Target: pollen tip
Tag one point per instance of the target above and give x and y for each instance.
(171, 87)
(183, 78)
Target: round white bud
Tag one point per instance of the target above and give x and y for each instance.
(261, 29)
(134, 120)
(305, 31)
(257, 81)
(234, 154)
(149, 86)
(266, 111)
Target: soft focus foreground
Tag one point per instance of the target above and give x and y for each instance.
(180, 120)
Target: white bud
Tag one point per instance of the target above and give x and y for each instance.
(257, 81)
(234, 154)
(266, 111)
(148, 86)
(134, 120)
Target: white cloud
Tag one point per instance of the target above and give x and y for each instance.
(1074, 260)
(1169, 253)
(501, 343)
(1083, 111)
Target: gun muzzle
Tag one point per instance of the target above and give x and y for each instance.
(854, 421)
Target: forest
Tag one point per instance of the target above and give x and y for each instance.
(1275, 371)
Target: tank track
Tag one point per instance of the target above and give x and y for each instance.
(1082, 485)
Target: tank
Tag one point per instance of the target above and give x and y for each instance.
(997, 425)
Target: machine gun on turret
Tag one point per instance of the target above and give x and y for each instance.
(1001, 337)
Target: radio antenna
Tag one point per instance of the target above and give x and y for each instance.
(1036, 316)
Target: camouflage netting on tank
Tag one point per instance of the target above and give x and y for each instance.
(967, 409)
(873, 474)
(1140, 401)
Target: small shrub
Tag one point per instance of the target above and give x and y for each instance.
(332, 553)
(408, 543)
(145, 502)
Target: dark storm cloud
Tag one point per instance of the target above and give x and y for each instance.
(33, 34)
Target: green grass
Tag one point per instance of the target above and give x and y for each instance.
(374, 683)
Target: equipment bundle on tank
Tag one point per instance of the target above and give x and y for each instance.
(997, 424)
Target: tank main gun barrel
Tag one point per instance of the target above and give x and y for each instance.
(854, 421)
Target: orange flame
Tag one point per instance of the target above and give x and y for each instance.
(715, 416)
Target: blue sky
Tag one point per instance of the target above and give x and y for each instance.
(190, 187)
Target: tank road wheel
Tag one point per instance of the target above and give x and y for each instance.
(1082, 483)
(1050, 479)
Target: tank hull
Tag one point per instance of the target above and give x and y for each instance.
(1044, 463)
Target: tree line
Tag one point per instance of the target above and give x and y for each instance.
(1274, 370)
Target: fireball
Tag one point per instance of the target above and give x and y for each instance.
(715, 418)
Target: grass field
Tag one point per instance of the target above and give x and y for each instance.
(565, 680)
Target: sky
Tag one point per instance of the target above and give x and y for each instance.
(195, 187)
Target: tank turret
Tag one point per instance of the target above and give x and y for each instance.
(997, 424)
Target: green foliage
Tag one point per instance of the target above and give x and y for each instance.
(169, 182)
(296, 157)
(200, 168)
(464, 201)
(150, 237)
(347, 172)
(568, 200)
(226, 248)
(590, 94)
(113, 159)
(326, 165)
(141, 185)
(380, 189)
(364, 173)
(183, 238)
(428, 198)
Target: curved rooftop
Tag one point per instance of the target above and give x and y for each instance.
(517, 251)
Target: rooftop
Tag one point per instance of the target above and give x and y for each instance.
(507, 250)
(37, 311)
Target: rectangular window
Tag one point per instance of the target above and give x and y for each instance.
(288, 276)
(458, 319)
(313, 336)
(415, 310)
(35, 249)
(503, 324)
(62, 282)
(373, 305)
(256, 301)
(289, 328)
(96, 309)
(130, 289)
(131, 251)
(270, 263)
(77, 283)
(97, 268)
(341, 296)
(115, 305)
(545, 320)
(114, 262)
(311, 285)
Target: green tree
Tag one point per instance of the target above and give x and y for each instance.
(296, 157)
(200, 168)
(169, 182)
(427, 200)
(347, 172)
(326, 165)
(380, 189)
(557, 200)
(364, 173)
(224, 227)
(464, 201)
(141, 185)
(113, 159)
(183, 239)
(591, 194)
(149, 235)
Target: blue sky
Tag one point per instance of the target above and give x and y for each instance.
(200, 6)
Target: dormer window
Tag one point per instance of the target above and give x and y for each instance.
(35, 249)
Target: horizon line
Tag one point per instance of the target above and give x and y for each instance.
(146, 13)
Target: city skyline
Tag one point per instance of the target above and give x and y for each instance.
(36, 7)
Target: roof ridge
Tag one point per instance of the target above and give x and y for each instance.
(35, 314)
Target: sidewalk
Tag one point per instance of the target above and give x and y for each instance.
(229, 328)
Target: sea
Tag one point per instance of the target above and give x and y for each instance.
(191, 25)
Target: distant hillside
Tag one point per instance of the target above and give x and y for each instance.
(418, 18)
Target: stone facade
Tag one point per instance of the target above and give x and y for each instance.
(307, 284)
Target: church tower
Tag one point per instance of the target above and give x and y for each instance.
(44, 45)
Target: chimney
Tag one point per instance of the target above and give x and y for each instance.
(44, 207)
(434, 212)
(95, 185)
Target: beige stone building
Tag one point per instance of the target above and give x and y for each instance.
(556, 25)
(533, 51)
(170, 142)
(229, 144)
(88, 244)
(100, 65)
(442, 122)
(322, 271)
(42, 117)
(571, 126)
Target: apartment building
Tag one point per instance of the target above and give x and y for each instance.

···

Task directions
Copy out the lines above exactly, beginning at the one that contains "Target: sidewalk" and ending at the one that contains "Target: chimney".

Exercise response
Target: sidewalk
Tag one point per instance of the target above and give x and y for each instance.
(229, 328)
Target: sea
Tag one point per instance of the target above and give x and y for each instance.
(191, 25)
Target: distant hillside
Tag one point per instance of the target above and give x and y for each instance.
(418, 18)
Target: stone facade
Tag one point per instance of the target above and give x and y for each instance.
(307, 284)
Target: church tower
Tag one point per instance of the target above and give x and y for each instance.
(44, 45)
Target: chimney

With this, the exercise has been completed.